(Records from a point labeling set)
Begin
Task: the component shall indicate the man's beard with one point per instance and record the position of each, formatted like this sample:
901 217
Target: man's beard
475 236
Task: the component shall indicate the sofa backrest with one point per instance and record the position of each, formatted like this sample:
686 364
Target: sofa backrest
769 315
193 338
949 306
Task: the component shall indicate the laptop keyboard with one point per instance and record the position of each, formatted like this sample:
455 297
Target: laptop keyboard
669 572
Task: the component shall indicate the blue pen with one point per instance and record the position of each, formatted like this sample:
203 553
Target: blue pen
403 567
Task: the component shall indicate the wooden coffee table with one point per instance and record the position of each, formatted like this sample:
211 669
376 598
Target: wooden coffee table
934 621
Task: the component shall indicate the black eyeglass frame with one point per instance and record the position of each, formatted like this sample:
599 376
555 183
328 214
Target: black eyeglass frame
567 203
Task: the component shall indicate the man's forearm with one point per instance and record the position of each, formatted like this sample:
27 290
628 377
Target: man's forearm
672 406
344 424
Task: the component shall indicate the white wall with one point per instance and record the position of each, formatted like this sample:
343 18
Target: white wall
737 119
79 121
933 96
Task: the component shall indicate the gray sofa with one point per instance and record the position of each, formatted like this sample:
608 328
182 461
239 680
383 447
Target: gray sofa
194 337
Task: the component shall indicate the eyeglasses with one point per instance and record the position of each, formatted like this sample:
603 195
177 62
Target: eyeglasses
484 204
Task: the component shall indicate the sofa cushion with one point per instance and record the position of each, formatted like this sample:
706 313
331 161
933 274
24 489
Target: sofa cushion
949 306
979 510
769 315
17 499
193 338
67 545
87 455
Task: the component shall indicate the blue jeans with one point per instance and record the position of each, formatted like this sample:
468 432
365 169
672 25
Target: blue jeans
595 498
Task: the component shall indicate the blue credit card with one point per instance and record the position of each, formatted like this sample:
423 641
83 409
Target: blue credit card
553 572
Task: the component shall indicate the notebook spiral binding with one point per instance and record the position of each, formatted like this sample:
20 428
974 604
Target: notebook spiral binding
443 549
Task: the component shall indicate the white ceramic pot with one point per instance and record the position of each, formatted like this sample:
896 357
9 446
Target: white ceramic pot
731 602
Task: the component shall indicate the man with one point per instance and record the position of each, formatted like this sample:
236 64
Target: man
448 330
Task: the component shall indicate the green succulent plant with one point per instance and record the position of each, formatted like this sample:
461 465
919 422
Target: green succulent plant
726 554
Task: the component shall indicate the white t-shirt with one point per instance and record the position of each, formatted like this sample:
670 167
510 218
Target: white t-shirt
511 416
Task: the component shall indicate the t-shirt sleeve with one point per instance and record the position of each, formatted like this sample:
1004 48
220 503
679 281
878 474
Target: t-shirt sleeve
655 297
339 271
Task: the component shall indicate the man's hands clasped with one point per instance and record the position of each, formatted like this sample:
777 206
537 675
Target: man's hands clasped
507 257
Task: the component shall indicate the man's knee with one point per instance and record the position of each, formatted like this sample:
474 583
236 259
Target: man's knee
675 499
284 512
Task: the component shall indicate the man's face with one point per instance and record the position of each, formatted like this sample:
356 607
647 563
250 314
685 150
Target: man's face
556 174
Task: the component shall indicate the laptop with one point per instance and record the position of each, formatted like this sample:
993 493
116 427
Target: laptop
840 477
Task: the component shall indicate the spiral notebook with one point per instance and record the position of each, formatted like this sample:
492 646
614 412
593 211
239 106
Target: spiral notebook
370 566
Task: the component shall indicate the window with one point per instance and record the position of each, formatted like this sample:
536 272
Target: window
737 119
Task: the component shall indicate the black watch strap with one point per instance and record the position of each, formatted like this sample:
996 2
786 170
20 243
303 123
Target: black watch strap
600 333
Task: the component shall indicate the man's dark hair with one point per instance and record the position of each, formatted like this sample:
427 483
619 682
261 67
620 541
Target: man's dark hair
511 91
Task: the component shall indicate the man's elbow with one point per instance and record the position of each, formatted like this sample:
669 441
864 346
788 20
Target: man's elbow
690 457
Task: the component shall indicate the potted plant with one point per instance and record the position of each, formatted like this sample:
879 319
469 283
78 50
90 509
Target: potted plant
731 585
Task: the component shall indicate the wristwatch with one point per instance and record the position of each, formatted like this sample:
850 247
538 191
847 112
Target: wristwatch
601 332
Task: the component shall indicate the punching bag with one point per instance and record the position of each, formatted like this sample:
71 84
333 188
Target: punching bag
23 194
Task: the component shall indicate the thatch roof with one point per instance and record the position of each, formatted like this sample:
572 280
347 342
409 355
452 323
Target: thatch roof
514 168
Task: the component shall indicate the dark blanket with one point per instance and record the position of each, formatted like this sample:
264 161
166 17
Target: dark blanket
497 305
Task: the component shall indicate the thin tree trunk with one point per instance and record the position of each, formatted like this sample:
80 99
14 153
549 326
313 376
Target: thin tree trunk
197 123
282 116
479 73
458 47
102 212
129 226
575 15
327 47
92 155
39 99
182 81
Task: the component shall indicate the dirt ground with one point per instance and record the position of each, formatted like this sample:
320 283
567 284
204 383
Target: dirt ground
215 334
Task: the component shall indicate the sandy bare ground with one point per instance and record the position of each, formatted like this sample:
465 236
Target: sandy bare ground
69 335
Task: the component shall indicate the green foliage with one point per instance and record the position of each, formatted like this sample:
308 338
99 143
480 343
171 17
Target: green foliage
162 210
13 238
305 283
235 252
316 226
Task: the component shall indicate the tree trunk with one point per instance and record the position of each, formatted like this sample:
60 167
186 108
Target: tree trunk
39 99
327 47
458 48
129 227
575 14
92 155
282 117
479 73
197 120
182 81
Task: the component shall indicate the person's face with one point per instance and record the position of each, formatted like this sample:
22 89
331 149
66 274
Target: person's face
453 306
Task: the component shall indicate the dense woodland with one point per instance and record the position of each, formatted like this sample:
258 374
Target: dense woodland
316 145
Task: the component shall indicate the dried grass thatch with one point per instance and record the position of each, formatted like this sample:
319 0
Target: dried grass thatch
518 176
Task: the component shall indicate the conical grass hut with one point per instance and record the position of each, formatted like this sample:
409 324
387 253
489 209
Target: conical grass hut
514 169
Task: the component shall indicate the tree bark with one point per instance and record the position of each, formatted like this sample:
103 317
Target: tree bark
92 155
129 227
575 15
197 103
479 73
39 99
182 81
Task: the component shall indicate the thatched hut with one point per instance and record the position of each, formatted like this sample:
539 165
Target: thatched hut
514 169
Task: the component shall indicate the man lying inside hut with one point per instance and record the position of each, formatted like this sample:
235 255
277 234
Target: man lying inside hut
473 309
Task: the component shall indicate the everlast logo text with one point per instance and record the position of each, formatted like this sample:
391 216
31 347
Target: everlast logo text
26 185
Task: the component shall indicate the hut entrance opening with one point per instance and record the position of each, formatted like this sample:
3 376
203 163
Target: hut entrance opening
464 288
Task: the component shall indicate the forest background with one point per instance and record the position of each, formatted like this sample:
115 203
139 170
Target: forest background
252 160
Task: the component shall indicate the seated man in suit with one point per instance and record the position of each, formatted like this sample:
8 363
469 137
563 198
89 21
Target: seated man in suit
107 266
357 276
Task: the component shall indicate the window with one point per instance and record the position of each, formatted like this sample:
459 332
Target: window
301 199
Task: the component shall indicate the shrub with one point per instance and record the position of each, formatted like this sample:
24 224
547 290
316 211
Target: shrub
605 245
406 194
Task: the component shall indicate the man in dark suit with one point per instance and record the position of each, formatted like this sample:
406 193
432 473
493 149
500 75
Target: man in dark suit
End
Written request: Revise all of the material above so that "the component" reads "the annotator" wherever it occurs, leaving every other word and number as it stands.

Correct result:
Task: the annotator shall indicate the man's beard with one point per instance and record the position of each, formatted like this sample:
901 217
Target: man's beard
475 236
Task: the annotator shall indicate the sofa backrest with one point per instance and record the position of each, formatted like this sample:
686 364
Target: sofa backrest
769 315
193 338
949 306
Task: the annotator shall indicate the laptop keyboard with one point per instance and record the position of each, formatted like this sample:
455 297
Target: laptop keyboard
669 572
Task: the annotator shall indicate the blue pen with one point per instance and record the position of each, formatted like this sample:
203 553
Target: blue pen
403 567
Task: the annotator shall indicate the wooden coffee table with one point per instance and record the position of each, formatted like this sample:
211 669
376 598
Target: wooden coffee table
934 621
Task: the annotator shall indicate the black eyeglass frame with one point per instance and record the position of each, formatted like this sample:
599 376
555 183
328 214
Target: black eyeglass frame
567 203
Task: the annotator shall indicate the man's forearm with one point per instance and record the position of each, formatted like this sample:
27 290
628 377
Target: man's forearm
672 406
344 424
Task: the annotator shall indicate the white wall with one point per instance and record the position of each, formatted like this sample:
343 18
Target: white wall
737 119
79 121
933 96
Task: the annotator shall indicate the gray sofa with one point per instance and record the position of each, formatted like this sample:
608 328
182 461
239 680
383 447
Target: gray sofa
194 337
Task: the annotator shall indicate the eyeglasses with one point per instance and record the position of each, formatted like this sample:
603 195
177 62
Target: eyeglasses
484 204
Task: the annotator shall indicate the sofa cushion with one point per instance and record the position of each, formatted like this sample:
706 313
331 161
933 274
24 489
Target: sofa cushion
949 306
979 510
769 315
17 499
193 338
67 545
87 455
Task: the annotator shall indicate the blue jeans with one point per instance and record the position of each, formatted like this sample:
468 432
365 169
672 25
Target: blue jeans
595 498
Task: the annotator shall indicate the blue credit card with one point per instance and record the position of each, formatted like this sample:
423 641
83 409
Target: blue credit card
553 572
Task: the annotator shall indicate the notebook spiral binding with one point per instance and record the position of each, formatted like this sample:
20 428
974 604
Target: notebook spiral binding
443 549
Task: the annotator shall indicate the white ceramic pot with one point per instance and record the position of each, formatted like this sample:
896 357
9 446
Target: white ceramic pot
731 602
Task: the annotator shall indicate the man with one point per instance and record the position of each, formatted like this sample:
236 64
Target: man
448 330
Task: the annotator shall indicate the green succulent plant with one point per instance and record the position of each, formatted like this sample:
461 465
919 422
Target: green succulent plant
726 554
Task: the annotator shall indicate the white t-shirt with one point per instance and record the position of each, formatted like this sample:
670 167
510 218
Target: white t-shirt
511 416
Task: the annotator shall indicate the t-shirt sleeve with one point per instance and record the position of each, formatted like this sample:
1004 48
220 503
679 281
878 474
Target: t-shirt sleeve
655 297
339 271
Task: the annotator shall indicate the man's hands clasped with one point per instance and record the position of each, formatted like this sample:
777 206
537 675
Target: man's hands clasped
507 257
Task: the annotator shall indicate the man's knee with one point per instance and record the position of each, formatted like this sample:
474 583
236 259
Target: man's knee
675 499
284 512
Task: the annotator shall indicate the man's face with one point per instance and record the position of each, formatted like this sample:
356 607
647 563
250 314
685 150
Target: man's face
556 174
Task: the annotator shall indicate the laptop with one point per instance and record the position of each, formatted like this sample:
993 493
116 427
Target: laptop
840 477
Task: the annotator shall indicate the spiral notebook with one point per instance and record the position of each, formatted like this sample:
492 646
614 412
593 211
239 106
Target: spiral notebook
370 566
Task: the annotator shall indicate the window with one point per instance and record the position of each, formatted like this sample:
536 272
Target: window
737 119
Task: the annotator shall indicate the black watch strap with one point per instance and record the position of each, formatted like this sample:
996 2
786 170
20 243
303 123
Target: black watch strap
600 333
Task: the annotator shall indicate the man's dark hair with one point per instance and record the position of each, formatted like this sample:
427 483
619 682
261 67
620 541
Target: man's dark hair
511 91
Task: the annotator shall indicate the man's elbow with one point per instance and record the position of each, formatted like this sample:
669 441
864 346
788 20
Target: man's elbow
690 457
Task: the annotator shall indicate the potted plant with one point per instance and record the position of each, formatted like this sample:
879 319
469 283
78 50
90 509
Target: potted plant
731 585
Task: the annotator shall indicate the wristwatch with one point per instance and record the position of each, formatted like this sample:
850 247
538 191
847 112
Target: wristwatch
601 332
Task: the annotator shall indicate the punching bag with one point per instance and record the position of each, formatted like this sample:
71 84
333 188
Target: punching bag
23 194
Task: the annotator shall indicate the thatch roof with one point per instance and record the position of each, formatted like this sample:
572 280
347 342
409 355
452 323
Target: thatch roof
514 168
Task: the annotator shall indicate the dark blanket with one point per instance and record the position of each, formatted like this sample:
264 161
166 17
Target: dark blanket
497 305
Task: the annotator shall indicate the thin tree trunk with one point per instance and record the position of each, formatted like this sample:
80 99
14 153
549 326
313 376
Target: thin tree trunk
197 123
282 116
479 73
458 47
102 212
129 226
575 15
327 47
92 155
39 99
182 81
Task: the annotator shall indicate the dirt ground with one point per instance and record the position of each, formatted like this sample:
320 283
567 284
204 383
Target: dirt ground
215 334
Task: the annotator shall indicate the sandy bare ground with one point per instance and record the position of each, formatted like this sample:
465 236
Target: sandy bare ground
69 335
Task: the annotator shall indicate the green foliage with one point per instance and record the position of each, formatted like this sample:
308 338
99 143
480 343
171 17
Target: green foliage
162 210
13 238
305 283
235 252
316 226
Task: the annotator shall indicate the tree trunk with one point per instance and record the position of each, formatted like this sample:
60 167
186 108
Target: tree trunk
39 99
327 47
458 48
129 227
575 14
92 155
282 117
479 73
197 120
182 81
Task: the annotator shall indicate the person's face with one point per instance and record the position of each, formatted like this sample:
22 89
331 149
66 274
Target: person's face
453 306
Task: the annotator shall indicate the dense woodland with one point per instance and record the position of each, formatted like this sample:
258 374
Target: dense woodland
316 145
Task: the annotator shall indicate the dried grass thatch with one point per instance and record the position of each, formatted like this sample:
319 0
Target: dried grass thatch
518 176
Task: the annotator shall indicate the conical grass hut with one point per instance and record the position of each, formatted like this sample:
409 324
387 253
489 209
Target: conical grass hut
514 169
Task: the annotator shall indicate the tree bark with one point per instance and record the position of each, formatted like this sample:
103 317
Target: tree bark
92 155
129 227
575 15
197 103
479 73
39 99
182 81
Task: the annotator shall indicate the thatched hut with one point per instance and record the position of each, formatted like this sample:
539 165
Target: thatched hut
514 169
Task: the annotator shall indicate the man lying inside hut with one point per instance and record the position of each, formatted like this sample:
235 255
277 234
Target: man lying inside hut
473 309
Task: the annotator shall indicate the everlast logo text with one point per instance and record the position of each, formatted like this sample:
391 216
31 347
Target: everlast logo text
26 185
Task: the annotator shall indicate the hut entrance opening with one point per instance and record the position of each, formatted like this sample:
3 376
203 163
Target: hut entrance opening
464 288
Task: the annotator shall indicate the forest background with one point per instance and record the position of each, formatted like this sample:
115 203
139 170
Target: forest background
252 160
Task: the annotator shall indicate the seated man in suit with one point per instance and record the position of each, formatted like this sample:
8 363
469 137
563 198
89 21
Target: seated man in suit
107 266
357 276
Task: the annotator shall indicate the window with one point per instance and record the position of each, formatted like this sample:
459 332
Target: window
301 199
Task: the annotator shall indicate the shrub with one point per instance and record the position of each, formatted like this sample:
24 224
547 290
316 211
Target: shrub
605 245
406 194
Task: the annotator shall indicate the man in dark suit with one point per instance and record the position of each, formatted like this sample:
406 193
432 473
493 149
500 75
Target: man in dark suit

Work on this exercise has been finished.